◆ THE TASK
Return only the lines running from the top of the entries to the line with "outline **bunch of green leaves**", inclusive, exactly as written.

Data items
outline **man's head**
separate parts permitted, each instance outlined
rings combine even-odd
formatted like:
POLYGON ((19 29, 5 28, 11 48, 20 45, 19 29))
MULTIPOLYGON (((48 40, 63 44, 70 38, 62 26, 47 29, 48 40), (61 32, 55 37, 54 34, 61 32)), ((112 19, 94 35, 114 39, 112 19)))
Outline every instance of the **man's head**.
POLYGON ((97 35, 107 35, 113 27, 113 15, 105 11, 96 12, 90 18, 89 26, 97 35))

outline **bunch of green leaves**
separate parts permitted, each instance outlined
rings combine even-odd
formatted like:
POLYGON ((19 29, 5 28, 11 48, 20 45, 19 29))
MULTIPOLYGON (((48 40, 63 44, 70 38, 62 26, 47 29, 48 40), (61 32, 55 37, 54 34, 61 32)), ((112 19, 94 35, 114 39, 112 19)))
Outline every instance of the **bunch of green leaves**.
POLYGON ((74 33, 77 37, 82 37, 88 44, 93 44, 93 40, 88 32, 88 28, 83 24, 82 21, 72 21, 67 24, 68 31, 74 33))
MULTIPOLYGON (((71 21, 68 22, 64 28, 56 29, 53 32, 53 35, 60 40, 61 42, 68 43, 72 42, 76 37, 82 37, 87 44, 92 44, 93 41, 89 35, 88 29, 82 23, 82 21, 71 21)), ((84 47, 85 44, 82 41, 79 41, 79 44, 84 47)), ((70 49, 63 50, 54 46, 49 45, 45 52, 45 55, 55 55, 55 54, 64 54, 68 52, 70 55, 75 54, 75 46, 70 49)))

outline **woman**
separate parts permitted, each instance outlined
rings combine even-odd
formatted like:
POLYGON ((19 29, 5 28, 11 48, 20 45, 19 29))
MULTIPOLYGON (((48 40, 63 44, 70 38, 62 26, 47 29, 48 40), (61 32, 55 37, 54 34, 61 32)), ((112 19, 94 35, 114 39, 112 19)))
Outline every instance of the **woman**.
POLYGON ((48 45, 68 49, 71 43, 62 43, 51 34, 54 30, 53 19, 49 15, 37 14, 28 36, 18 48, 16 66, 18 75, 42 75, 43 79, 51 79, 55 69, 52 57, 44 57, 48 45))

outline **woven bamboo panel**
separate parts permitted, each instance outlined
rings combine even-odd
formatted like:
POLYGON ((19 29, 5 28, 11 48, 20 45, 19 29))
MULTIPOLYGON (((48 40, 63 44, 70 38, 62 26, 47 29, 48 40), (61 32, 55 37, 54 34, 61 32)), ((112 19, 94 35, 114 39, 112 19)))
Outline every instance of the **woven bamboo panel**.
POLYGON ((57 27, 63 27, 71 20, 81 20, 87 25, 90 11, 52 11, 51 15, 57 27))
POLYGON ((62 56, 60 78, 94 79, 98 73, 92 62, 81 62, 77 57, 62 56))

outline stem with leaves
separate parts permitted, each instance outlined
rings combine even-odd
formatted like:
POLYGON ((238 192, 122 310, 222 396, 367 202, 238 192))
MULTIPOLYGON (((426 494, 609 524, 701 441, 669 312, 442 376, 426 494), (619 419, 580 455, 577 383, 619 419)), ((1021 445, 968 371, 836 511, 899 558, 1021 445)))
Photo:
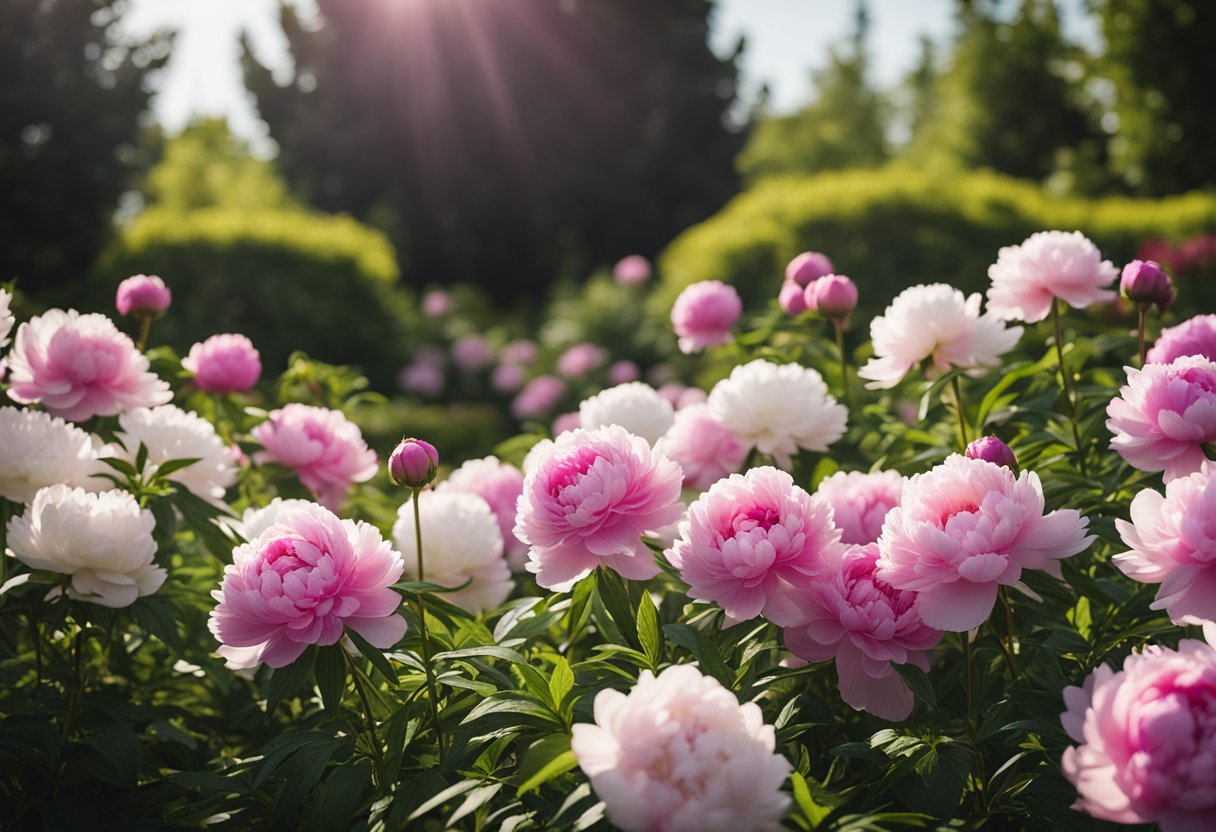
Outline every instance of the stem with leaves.
MULTIPOLYGON (((426 580, 426 570, 422 558, 422 512, 418 508, 418 495, 421 488, 413 489, 414 501, 414 544, 418 552, 418 581, 426 580)), ((422 639, 422 666, 426 673, 427 698, 431 703, 431 722, 435 728, 435 742, 439 744, 439 761, 445 762, 447 752, 443 745, 443 729, 439 723, 439 694, 435 685, 435 670, 431 667, 431 639, 426 631, 426 593, 418 590, 418 634, 422 639)))
POLYGON ((148 346, 148 335, 152 332, 152 316, 142 315, 139 319, 139 343, 135 346, 140 352, 148 346))
POLYGON ((1060 387, 1064 391, 1064 404, 1068 408, 1068 421, 1072 425, 1072 438, 1077 446, 1077 463, 1081 473, 1085 471, 1085 449, 1081 445, 1081 429, 1077 425, 1077 405, 1073 398, 1072 385, 1068 381, 1068 367, 1064 364, 1064 327, 1060 323, 1060 301, 1051 302, 1051 322, 1056 330, 1056 358, 1060 365, 1060 387))
POLYGON ((833 318, 832 326, 836 328, 836 349, 840 352, 840 386, 844 390, 845 404, 852 410, 853 388, 849 386, 849 357, 844 351, 844 321, 833 318))
POLYGON ((375 778, 377 788, 383 790, 384 784, 384 749, 380 745, 380 735, 376 733, 376 715, 372 713, 372 703, 367 698, 367 690, 363 686, 363 674, 359 671, 358 665, 355 664, 350 654, 345 650, 342 651, 342 656, 346 660, 346 666, 350 670, 350 678, 355 686, 355 693, 359 695, 359 701, 363 703, 363 713, 367 715, 367 739, 368 744, 372 749, 372 773, 375 778))
POLYGON ((1144 366, 1144 359, 1147 352, 1144 349, 1144 319, 1148 317, 1148 304, 1140 303, 1136 305, 1137 311, 1140 313, 1140 321, 1136 326, 1136 335, 1140 341, 1140 366, 1144 366))
POLYGON ((967 431, 967 411, 963 407, 963 382, 958 376, 950 380, 954 386, 954 411, 958 414, 958 438, 962 442, 963 450, 967 450, 967 443, 970 442, 967 431))

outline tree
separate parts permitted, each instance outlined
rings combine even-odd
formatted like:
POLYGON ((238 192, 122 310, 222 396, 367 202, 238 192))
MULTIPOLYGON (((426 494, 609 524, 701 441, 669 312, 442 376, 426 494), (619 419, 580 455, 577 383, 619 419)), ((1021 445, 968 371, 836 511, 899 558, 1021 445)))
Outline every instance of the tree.
POLYGON ((1112 83, 1112 165, 1142 194, 1216 187, 1216 3, 1095 0, 1112 83))
POLYGON ((832 49, 828 66, 815 74, 815 100, 793 115, 756 125, 739 155, 739 170, 746 179, 874 167, 886 161, 887 107, 870 86, 868 32, 866 5, 858 3, 848 48, 832 49))
POLYGON ((46 297, 90 267, 141 161, 169 39, 117 38, 118 0, 0 3, 0 280, 46 297))
POLYGON ((246 83, 306 201, 390 233, 417 284, 498 297, 655 254, 734 194, 738 50, 712 0, 318 0, 286 85, 246 83))

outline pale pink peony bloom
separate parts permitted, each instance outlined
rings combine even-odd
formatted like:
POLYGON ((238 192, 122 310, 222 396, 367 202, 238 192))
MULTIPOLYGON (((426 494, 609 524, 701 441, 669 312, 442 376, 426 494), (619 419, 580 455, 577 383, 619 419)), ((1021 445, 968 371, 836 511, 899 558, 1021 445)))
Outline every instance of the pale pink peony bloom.
POLYGON ((1216 817, 1216 650, 1151 645, 1123 669, 1102 665, 1064 689, 1064 730, 1078 745, 1061 768, 1074 809, 1161 832, 1207 832, 1216 817))
POLYGON ((405 635, 397 613, 401 555, 375 526, 339 520, 316 504, 284 505, 273 525, 238 546, 224 567, 208 627, 234 669, 285 667, 347 628, 381 649, 405 635))
POLYGON ((1033 324, 1051 313, 1056 298, 1074 309, 1114 300, 1115 293, 1105 287, 1118 276, 1080 231, 1040 231, 1021 245, 1002 248, 988 267, 988 311, 1033 324))
POLYGON ((979 377, 1017 345, 1020 326, 1008 327, 989 310, 980 314, 978 292, 965 297, 945 283, 912 286, 870 322, 874 357, 857 371, 871 390, 885 390, 928 360, 925 375, 953 369, 979 377))
POLYGON ((1036 474, 954 454, 904 483, 878 538, 879 579, 920 593, 921 619, 964 632, 988 618, 1022 571, 1060 577, 1059 560, 1093 541, 1075 509, 1043 513, 1036 474))
POLYGON ((729 344, 730 328, 743 314, 743 301, 734 286, 720 280, 702 280, 680 292, 671 307, 671 326, 680 352, 700 352, 729 344))
POLYGON ((801 616, 786 626, 785 646, 807 661, 834 658, 845 702, 899 721, 914 703, 894 665, 928 670, 924 651, 942 631, 921 621, 915 592, 894 589, 875 575, 877 563, 873 543, 826 558, 824 572, 793 596, 801 616))
POLYGON ((650 280, 650 261, 640 254, 622 257, 612 269, 612 278, 625 286, 636 286, 650 280))
POLYGON ((200 390, 211 393, 243 393, 262 376, 262 357, 244 335, 212 335, 190 348, 182 369, 194 374, 200 390))
POLYGON ((694 404, 702 404, 709 401, 709 394, 700 387, 685 387, 680 391, 680 395, 676 397, 674 402, 676 410, 683 410, 686 407, 692 407, 694 404))
POLYGON ((422 296, 422 314, 428 318, 442 318, 452 311, 452 296, 442 289, 432 289, 422 296))
POLYGON ((136 274, 118 284, 114 307, 119 315, 159 318, 173 302, 173 292, 156 275, 136 274))
POLYGON ((350 487, 376 475, 376 453, 367 447, 359 426, 339 410, 288 404, 252 431, 264 451, 254 462, 291 468, 322 504, 336 509, 350 487))
POLYGON ((679 532, 666 556, 688 594, 740 621, 763 612, 784 623, 790 590, 843 548, 827 501, 767 466, 719 480, 688 507, 679 532))
POLYGON ((565 592, 597 566, 633 580, 658 574, 642 533, 684 510, 680 466, 619 425, 563 433, 531 468, 515 515, 529 572, 565 592))
POLYGON ((591 343, 575 344, 557 359, 557 371, 566 378, 581 378, 602 367, 608 360, 608 350, 591 343))
POLYGON ((443 362, 433 353, 422 353, 397 376, 397 384, 407 393, 428 398, 443 395, 443 362))
POLYGON ((485 459, 470 459, 446 480, 439 484, 438 491, 461 491, 476 494, 490 506, 498 520, 506 547, 507 560, 512 569, 522 569, 528 547, 515 536, 515 504, 524 492, 524 474, 514 465, 507 465, 496 456, 485 459))
POLYGON ((608 368, 609 384, 628 384, 642 377, 642 371, 632 361, 616 361, 608 368))
POLYGON ((1216 621, 1216 465, 1171 480, 1165 496, 1141 491, 1131 517, 1115 520, 1131 551, 1111 562, 1133 581, 1161 584, 1152 608, 1175 624, 1216 621))
POLYGON ((777 305, 790 317, 801 315, 807 309, 806 289, 792 280, 785 281, 781 284, 781 291, 777 293, 777 305))
POLYGON ((490 372, 490 386, 504 395, 515 393, 524 386, 527 371, 518 364, 499 364, 490 372))
POLYGON ((503 364, 515 364, 520 367, 529 367, 532 362, 536 361, 536 357, 540 354, 540 347, 535 341, 529 341, 527 338, 518 338, 511 341, 502 348, 498 354, 498 360, 503 364))
POLYGON ((785 266, 785 280, 805 289, 821 277, 836 271, 826 254, 804 251, 785 266))
POLYGON ((839 471, 825 477, 816 494, 832 506, 840 542, 873 543, 882 533, 887 512, 899 505, 904 478, 898 471, 839 471))
POLYGON ((743 467, 747 446, 714 418, 706 404, 677 411, 658 448, 684 469, 684 487, 704 491, 743 467))
POLYGON ((17 330, 8 355, 9 398, 40 402, 52 416, 83 422, 173 398, 148 359, 105 315, 52 309, 17 330))
POLYGON ((1165 481, 1198 471, 1216 442, 1216 361, 1183 356, 1169 364, 1124 368, 1127 385, 1106 407, 1112 450, 1165 481))
POLYGON ((561 436, 572 430, 578 430, 583 426, 582 417, 577 410, 570 413, 559 413, 553 417, 553 426, 551 431, 554 436, 561 436))
POLYGON ((1149 364, 1169 364, 1184 355, 1200 355, 1216 361, 1216 315, 1196 315, 1177 326, 1161 330, 1145 358, 1149 364))
MULTIPOLYGON (((9 333, 13 331, 13 325, 17 323, 17 318, 10 308, 12 302, 13 296, 4 289, 0 289, 0 347, 8 346, 9 333)), ((4 381, 6 369, 0 368, 0 381, 4 381)))
POLYGON ((462 335, 452 344, 452 363, 461 372, 472 373, 494 362, 494 351, 480 335, 462 335))
POLYGON ((650 444, 658 442, 675 418, 675 410, 658 391, 641 381, 601 390, 579 403, 579 424, 587 428, 620 425, 650 444))
POLYGON ((760 707, 686 664, 600 691, 570 747, 624 832, 778 832, 789 808, 791 766, 760 707))
POLYGON ((521 420, 544 416, 557 407, 565 394, 566 382, 557 376, 537 376, 511 400, 511 415, 521 420))

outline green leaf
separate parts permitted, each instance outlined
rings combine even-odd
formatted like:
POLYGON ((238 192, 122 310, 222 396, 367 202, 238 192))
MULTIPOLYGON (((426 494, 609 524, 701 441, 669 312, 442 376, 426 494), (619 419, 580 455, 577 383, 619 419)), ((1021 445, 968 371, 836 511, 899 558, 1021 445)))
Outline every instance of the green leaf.
POLYGON ((604 609, 608 611, 612 623, 616 624, 621 635, 629 642, 629 646, 640 649, 642 644, 638 641, 638 623, 634 616, 633 604, 629 602, 629 589, 621 580, 621 576, 611 569, 600 567, 596 571, 595 589, 600 600, 604 602, 604 609))
POLYGON ((481 785, 481 782, 478 780, 461 780, 456 785, 449 786, 448 788, 441 791, 439 794, 432 797, 427 802, 423 803, 421 806, 419 806, 417 809, 415 809, 412 813, 410 813, 410 816, 407 818, 407 820, 418 820, 418 818, 422 817, 423 815, 425 815, 427 812, 431 811, 432 809, 442 806, 443 804, 445 804, 449 800, 451 800, 453 797, 457 797, 459 795, 464 794, 467 791, 471 791, 472 789, 475 789, 479 785, 481 785))
POLYGON ((342 706, 342 694, 346 691, 346 658, 342 655, 342 645, 318 648, 313 673, 325 710, 338 710, 342 706))
POLYGON ((148 446, 143 442, 139 443, 139 450, 135 452, 135 470, 142 471, 148 466, 148 446))
POLYGON ((270 673, 270 684, 266 686, 266 713, 272 714, 288 696, 299 691, 312 675, 312 663, 316 650, 309 647, 300 658, 286 667, 277 667, 270 673))
POLYGON ((650 662, 650 669, 657 673, 663 658, 663 634, 659 632, 659 613, 649 592, 642 593, 638 604, 638 641, 650 662))
POLYGON ((193 459, 167 459, 160 465, 156 466, 156 471, 152 474, 152 479, 163 480, 170 474, 174 474, 183 468, 189 468, 191 465, 199 462, 201 459, 202 457, 195 457, 193 459))
POLYGON ((494 795, 498 794, 499 791, 502 790, 502 787, 502 783, 491 783, 488 786, 479 786, 476 789, 473 789, 471 792, 469 792, 468 796, 465 797, 464 803, 461 803, 460 807, 452 813, 450 818, 448 818, 448 827, 454 827, 456 825, 456 821, 471 815, 473 812, 476 812, 478 809, 488 803, 494 797, 494 795))
POLYGON ((528 660, 506 647, 499 647, 495 644, 486 644, 481 647, 465 647, 460 650, 448 650, 443 653, 436 653, 432 658, 435 661, 454 661, 456 659, 473 659, 478 657, 488 657, 492 659, 502 659, 505 662, 513 664, 527 664, 528 660))
POLYGON ((384 655, 383 650, 373 646, 371 642, 349 627, 346 630, 346 637, 351 640, 351 643, 353 643, 355 647, 359 648, 359 652, 372 663, 372 667, 379 671, 380 675, 384 677, 385 681, 394 686, 397 684, 397 672, 393 670, 392 662, 390 662, 384 655))
POLYGON ((553 663, 553 675, 549 677, 549 697, 553 700, 554 710, 561 712, 562 703, 574 689, 574 672, 564 656, 558 656, 553 663))
POLYGON ((929 674, 914 664, 896 664, 892 667, 903 677, 908 689, 917 699, 930 708, 937 707, 937 694, 933 690, 933 680, 929 678, 929 674))
POLYGON ((317 789, 316 816, 310 818, 317 830, 347 829, 358 814, 372 782, 370 760, 337 766, 317 789))
POLYGON ((516 775, 522 782, 517 795, 540 788, 555 777, 560 777, 575 768, 578 760, 570 750, 570 736, 555 734, 537 740, 524 754, 516 775))
POLYGON ((705 633, 687 624, 668 624, 663 628, 663 632, 696 657, 702 673, 708 673, 728 689, 734 690, 735 674, 726 666, 726 662, 722 661, 722 654, 705 633))
POLYGON ((117 471, 118 473, 120 473, 128 478, 134 478, 134 477, 139 476, 139 472, 135 470, 135 466, 132 465, 131 463, 127 462, 125 459, 118 459, 117 457, 112 457, 112 456, 104 456, 97 461, 100 462, 102 465, 109 465, 115 471, 117 471))
POLYGON ((806 784, 806 778, 798 772, 790 774, 790 783, 794 786, 794 803, 802 810, 803 816, 814 829, 832 813, 832 810, 815 802, 815 798, 811 796, 811 790, 806 784))

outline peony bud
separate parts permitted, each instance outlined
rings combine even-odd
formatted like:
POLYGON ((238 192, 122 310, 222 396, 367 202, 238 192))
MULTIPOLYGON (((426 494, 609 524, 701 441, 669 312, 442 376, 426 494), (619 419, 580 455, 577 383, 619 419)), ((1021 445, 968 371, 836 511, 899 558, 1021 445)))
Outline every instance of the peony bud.
POLYGON ((797 283, 805 289, 819 278, 832 274, 834 271, 836 269, 826 254, 804 251, 785 267, 785 279, 797 283))
POLYGON ((435 479, 439 452, 421 439, 402 439, 388 460, 388 475, 394 485, 422 488, 435 479))
POLYGON ((452 309, 452 296, 442 289, 427 292, 422 298, 422 314, 428 318, 442 318, 452 309))
POLYGON ((617 283, 636 286, 650 280, 650 261, 640 254, 631 254, 616 264, 612 277, 617 283))
POLYGON ((803 288, 792 280, 781 285, 781 294, 777 295, 777 303, 785 310, 785 314, 797 316, 806 311, 806 298, 803 288))
POLYGON ((680 352, 688 355, 731 342, 730 328, 743 314, 743 301, 734 286, 702 280, 680 292, 671 307, 671 326, 680 352))
POLYGON ((1133 260, 1123 267, 1119 290, 1128 300, 1143 306, 1157 305, 1168 309, 1174 302, 1174 284, 1170 276, 1152 260, 1133 260))
POLYGON ((967 446, 966 456, 968 459, 982 459, 985 462, 1003 465, 1012 471, 1018 470, 1018 458, 1014 455, 1013 449, 995 436, 982 436, 972 442, 967 446))
POLYGON ((857 284, 842 274, 829 274, 806 287, 806 305, 829 320, 849 317, 857 308, 857 284))
POLYGON ((165 281, 155 275, 137 274, 118 284, 114 305, 120 315, 159 318, 173 300, 165 281))

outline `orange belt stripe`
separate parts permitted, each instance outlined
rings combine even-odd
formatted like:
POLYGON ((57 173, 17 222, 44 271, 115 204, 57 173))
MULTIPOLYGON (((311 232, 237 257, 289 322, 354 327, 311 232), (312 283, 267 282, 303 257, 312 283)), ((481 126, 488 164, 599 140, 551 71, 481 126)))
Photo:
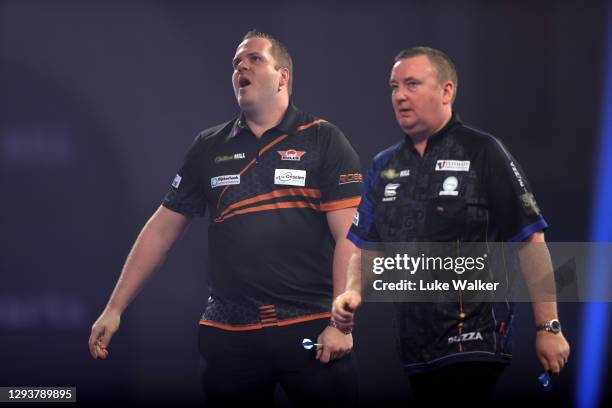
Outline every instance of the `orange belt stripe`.
POLYGON ((217 322, 212 322, 210 320, 200 320, 200 324, 203 326, 216 327, 218 329, 229 330, 229 331, 246 331, 246 330, 263 329, 264 327, 289 326, 291 324, 308 322, 308 321, 317 320, 317 319, 325 319, 325 318, 330 318, 330 317, 331 317, 331 313, 325 312, 325 313, 317 313, 317 314, 311 314, 307 316, 296 317, 293 319, 279 320, 274 323, 266 323, 266 324, 256 323, 256 324, 247 324, 244 326, 232 326, 230 324, 217 323, 217 322))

◆ YOUR SOLUTION
outline **man's head**
separate parts permitted, each instance outlined
rings combine even-odd
formatted like:
POLYGON ((19 29, 5 28, 11 48, 20 45, 19 29))
MULTIPOLYGON (((48 40, 63 44, 70 38, 62 26, 47 29, 48 40), (61 32, 55 37, 54 34, 61 32)), ((112 19, 94 35, 114 39, 112 19)))
Outline every instance of the **man's head**.
POLYGON ((97 35, 107 35, 113 27, 113 15, 105 11, 96 12, 90 18, 89 26, 97 35))

outline **bunch of green leaves**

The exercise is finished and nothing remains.